(Extracted records)
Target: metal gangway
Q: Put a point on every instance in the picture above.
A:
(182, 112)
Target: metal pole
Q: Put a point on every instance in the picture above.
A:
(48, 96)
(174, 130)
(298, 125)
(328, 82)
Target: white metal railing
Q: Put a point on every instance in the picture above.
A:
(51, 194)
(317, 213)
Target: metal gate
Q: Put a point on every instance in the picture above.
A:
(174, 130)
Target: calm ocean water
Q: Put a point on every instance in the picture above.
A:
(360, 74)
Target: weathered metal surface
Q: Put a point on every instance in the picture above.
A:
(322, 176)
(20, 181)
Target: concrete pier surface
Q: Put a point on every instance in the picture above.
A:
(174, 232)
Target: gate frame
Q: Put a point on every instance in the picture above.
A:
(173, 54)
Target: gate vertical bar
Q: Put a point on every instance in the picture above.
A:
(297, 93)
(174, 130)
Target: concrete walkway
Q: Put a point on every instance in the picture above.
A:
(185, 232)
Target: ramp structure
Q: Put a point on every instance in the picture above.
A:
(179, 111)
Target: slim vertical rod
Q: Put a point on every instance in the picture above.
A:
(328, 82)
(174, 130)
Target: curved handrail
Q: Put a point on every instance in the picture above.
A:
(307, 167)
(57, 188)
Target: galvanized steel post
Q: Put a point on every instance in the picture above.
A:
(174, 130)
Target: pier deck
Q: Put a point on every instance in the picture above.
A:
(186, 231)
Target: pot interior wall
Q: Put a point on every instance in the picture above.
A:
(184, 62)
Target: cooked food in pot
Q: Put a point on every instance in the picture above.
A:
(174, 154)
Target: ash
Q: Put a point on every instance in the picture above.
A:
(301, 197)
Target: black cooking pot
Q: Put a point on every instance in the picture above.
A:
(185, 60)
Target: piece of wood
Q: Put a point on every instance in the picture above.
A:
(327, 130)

_Aim of the task_. Check every line above for the word "metal" and copy those that have it.

_Task output_.
Target: metal gangway
Target: metal pole
Target: white metal railing
Target: metal gate
Target: weathered metal surface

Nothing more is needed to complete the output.